[EXERCISE DETAILS]: In the records below, find the line holding "First, scan the image for the grass lawn." and the line holding "First, scan the image for the asphalt". Set down both, with every line between them, exactly.

[Phrase grounding data]:
.....

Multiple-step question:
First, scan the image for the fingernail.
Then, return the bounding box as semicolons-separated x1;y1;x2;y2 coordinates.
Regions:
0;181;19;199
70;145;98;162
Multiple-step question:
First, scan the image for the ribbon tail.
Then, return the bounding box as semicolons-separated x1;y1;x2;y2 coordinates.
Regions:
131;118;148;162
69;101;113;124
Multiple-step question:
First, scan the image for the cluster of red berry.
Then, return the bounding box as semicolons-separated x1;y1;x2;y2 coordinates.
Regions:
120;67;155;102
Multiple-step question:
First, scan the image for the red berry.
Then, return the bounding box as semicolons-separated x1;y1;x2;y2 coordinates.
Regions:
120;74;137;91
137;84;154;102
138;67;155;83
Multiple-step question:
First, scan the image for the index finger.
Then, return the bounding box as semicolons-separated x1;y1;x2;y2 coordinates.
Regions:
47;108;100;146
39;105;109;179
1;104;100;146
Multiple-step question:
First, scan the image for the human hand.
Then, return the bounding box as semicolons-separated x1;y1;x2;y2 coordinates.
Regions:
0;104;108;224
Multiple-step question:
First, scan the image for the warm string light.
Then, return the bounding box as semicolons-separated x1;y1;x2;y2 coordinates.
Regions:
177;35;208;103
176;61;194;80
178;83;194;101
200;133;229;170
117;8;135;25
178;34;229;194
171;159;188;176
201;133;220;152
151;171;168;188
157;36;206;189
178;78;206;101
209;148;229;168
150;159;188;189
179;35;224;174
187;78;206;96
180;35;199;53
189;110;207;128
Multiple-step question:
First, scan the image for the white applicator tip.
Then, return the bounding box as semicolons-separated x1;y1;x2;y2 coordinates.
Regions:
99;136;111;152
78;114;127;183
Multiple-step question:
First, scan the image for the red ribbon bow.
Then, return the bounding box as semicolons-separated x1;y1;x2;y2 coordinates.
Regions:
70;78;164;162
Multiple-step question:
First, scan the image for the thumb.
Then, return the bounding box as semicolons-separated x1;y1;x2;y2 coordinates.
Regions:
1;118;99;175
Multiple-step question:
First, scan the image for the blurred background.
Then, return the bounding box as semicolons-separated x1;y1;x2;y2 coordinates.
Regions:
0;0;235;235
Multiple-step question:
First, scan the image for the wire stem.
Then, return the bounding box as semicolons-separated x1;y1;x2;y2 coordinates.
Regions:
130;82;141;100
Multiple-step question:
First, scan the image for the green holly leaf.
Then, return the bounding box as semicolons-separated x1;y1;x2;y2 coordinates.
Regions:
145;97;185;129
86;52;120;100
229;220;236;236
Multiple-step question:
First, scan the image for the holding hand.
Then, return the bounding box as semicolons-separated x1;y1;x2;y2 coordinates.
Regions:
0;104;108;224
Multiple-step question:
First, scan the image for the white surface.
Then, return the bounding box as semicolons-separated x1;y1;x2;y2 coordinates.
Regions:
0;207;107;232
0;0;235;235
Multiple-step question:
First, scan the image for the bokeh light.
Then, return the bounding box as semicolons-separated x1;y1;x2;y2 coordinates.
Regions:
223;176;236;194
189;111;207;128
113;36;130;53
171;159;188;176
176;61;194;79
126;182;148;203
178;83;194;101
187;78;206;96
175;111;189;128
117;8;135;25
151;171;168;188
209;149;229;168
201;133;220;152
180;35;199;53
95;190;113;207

.....

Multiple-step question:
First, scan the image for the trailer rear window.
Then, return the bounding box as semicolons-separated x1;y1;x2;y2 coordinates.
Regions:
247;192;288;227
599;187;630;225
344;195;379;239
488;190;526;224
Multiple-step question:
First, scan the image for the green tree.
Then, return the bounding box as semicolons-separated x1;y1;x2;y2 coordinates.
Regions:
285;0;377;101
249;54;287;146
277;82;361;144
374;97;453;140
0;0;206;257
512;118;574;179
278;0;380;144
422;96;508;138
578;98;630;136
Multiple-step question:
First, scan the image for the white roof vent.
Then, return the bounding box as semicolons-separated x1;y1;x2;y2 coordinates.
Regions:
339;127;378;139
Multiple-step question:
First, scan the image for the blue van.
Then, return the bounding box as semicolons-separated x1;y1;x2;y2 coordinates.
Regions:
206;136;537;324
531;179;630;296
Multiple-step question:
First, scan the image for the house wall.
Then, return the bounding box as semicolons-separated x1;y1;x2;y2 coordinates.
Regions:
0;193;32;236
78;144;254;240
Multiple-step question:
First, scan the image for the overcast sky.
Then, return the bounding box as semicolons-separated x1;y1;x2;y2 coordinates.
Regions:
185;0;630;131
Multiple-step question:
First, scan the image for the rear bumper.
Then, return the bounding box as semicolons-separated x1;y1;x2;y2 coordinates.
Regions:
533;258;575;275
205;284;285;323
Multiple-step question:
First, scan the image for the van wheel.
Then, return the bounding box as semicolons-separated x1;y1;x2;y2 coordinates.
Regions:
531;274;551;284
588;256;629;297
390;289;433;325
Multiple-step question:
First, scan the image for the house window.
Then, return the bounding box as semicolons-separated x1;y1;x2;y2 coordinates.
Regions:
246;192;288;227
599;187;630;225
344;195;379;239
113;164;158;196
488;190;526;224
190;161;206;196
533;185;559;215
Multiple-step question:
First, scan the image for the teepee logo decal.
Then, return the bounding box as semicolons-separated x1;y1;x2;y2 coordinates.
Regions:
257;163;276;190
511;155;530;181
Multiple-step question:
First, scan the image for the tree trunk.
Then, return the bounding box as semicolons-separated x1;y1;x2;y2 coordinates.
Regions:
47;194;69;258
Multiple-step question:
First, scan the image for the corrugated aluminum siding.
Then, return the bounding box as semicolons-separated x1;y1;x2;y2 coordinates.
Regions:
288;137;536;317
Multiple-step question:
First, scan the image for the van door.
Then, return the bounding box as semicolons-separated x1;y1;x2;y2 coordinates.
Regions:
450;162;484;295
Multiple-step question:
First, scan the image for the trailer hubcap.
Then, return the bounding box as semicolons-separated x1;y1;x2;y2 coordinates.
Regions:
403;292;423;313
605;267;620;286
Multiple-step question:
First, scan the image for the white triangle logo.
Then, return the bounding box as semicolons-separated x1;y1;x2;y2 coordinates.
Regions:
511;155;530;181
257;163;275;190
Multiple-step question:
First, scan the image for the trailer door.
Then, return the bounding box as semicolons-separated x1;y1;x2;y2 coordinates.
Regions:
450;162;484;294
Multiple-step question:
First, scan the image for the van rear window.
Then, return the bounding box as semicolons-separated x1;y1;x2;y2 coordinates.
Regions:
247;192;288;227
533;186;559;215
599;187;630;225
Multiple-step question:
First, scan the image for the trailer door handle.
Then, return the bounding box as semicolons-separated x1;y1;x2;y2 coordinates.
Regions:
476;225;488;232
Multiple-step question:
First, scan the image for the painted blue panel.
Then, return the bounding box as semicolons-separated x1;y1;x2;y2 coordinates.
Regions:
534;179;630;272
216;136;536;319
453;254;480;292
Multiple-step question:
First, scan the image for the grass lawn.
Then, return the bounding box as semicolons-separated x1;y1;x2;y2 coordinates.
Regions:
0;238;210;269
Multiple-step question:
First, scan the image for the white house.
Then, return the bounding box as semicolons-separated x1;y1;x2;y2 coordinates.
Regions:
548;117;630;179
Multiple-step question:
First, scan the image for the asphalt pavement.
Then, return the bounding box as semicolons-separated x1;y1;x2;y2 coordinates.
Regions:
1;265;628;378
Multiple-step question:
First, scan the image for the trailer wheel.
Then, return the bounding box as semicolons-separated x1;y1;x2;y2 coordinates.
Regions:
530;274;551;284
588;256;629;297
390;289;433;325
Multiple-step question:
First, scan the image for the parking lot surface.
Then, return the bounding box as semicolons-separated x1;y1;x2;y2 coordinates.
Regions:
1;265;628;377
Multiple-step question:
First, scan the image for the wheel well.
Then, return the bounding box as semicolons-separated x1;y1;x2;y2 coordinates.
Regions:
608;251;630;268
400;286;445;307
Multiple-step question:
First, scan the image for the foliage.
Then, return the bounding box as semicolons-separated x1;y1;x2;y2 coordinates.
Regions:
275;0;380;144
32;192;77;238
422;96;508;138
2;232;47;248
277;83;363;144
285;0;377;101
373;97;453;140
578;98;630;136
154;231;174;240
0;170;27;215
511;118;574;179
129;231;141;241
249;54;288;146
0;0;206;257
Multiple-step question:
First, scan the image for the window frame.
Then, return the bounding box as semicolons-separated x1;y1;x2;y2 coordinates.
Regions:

.....

[RESPONSE FOR THIS EXERCISE]:
First, scan the image for the grass lawn.
Then, return the bounding box as semicolons-separated x1;y1;x2;y2 coordinates.
Regions:
0;238;210;269
Multiple-step question:
First, scan the image for the white house.
Then, return the bounding box as semicolons-separated x1;y1;x2;y2 coordinates.
Regions:
548;117;630;179
Multiple-step question:
First, scan the image for the asphalt pavement.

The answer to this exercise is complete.